** start of Source **

Egypt Islamists fight obstacles to enter council vote
A fading purplish bruise under his right eye is all that Said Taha Ali, a member of Egypt”s opposition Muslim Brotherhood, has to show for his attempt to stand in local council elections due next month.
The Brotherhood, Egypt”s strongest opposition group, says the state has systematically blocked its members from contesting the April 8 ballot. It cites a wave of arrests targeting likely candidates and obstruction by local authorities.
Ali, echoing similar complaints by other Egyptian Islamists, says police and pro-government thugs stopped him from submitting papers that would let him contest the race.
“They pushed me and cursed me… There were a lot of men. But the first one who hit me was an officer,” said Ali, a municipal employee in the Nile Delta town of Kafr Saqr. He spoke in a slow, trembling voice to avoid aggravating an injured lip.
“They have closed all the paths to nomination. We will try to find another way,” he told Reuters.
The Interior Ministry declined comment on the allegations.
Muslim Brotherhood officials have said that the movement planned to field about 7,000 candidates for the 52,600 seats at stake in the elections on village, town and provincial councils across the country. But nationwide, only 50 or 60 Brotherhood members had been able to register as candidates as of Monday, the Brotherhood said, clearing the way for the ruling party to take most seats.
“I came on Wednesday. I brought my papers. I found a large number of thugs,” said Islam Maher Akl, a potential candidate from Kafr Saqr, who is also the son of a Brotherhood parliamentarian.
“Between 10 to 15 people beat me, including an officer,” he added, showing off a bloodied lip.
Egypt”s local councils hold little real power, but seats may be important nationally if the Brotherhood wants to qualify to field an independent candidate for the presidency in the future.

** end of Source **

**Tasks and exercises**
[a] How many candidates did the Muslim Brotherhood plan to field in the local council elections, according to the article on Egypt's council vote?
[b] Translate this sentence from the article on Egypt's council vote into Spanish: "Ali, echoing similar complaints by other Egyptian Islamists, says police and pro-government thugs stopped him from submitting papers that would let him contest the race."
[c] Pick up the article on Egypt's council vote after its final sentence and continue it for a few more paragraphs.

** start of Given material **

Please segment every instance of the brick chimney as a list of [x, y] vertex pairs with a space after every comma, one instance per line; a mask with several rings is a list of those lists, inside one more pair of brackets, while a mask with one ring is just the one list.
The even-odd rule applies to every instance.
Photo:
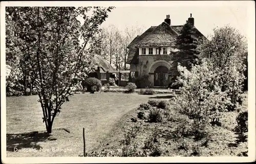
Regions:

** end of Given material **

**Outputs in order**
[a] About 7,000 candidates.

[b] Ali, haciéndose eco de quejas similares de otros islamistas egipcios, dice que la policía y matones progubernamentales le impidieron presentar los documentos que le permitirían competir en la contienda.

[c]
Under a 2005 constitutional amendment, independent presidential candidates need support from 140 members of local councils in addition to backing from members of parliament.
NOT SLEEPING AT HOME
Nationally, in the run-up to the elections, police have detained more than 300 Brotherhood members who were planning to stand in the vote or were helping with campaigning. Most have not been formally charged.
The obstacles the Brotherhood has faced in entering the race were evident in Kafr Saqr, north of the Egyptian capital in the lush Nile Delta, where the group has a strong popular base.
Not a single Brotherhood member in Kafr Saqr has been able to register for the ballot, said Ahmed Abdel Maqsoud, a Brotherhood official there. He said six potential candidates have been arrested in the run-up to the vote.
“We are not sleeping in our houses,” said Hisham al-Ghatwari, a potential Brotherhood candidate from Kafr Saqr who said that dozens of security men had searched his house before dawn on Tuesday, but left after finding him not at home.
Abdel Maqsoud said government officials had refused to stamp as authentic the voter cards of potential Brotherhood candidates in Kafr Saqr, and that the results of fingerprint background checks required to enter the vote had been delayed.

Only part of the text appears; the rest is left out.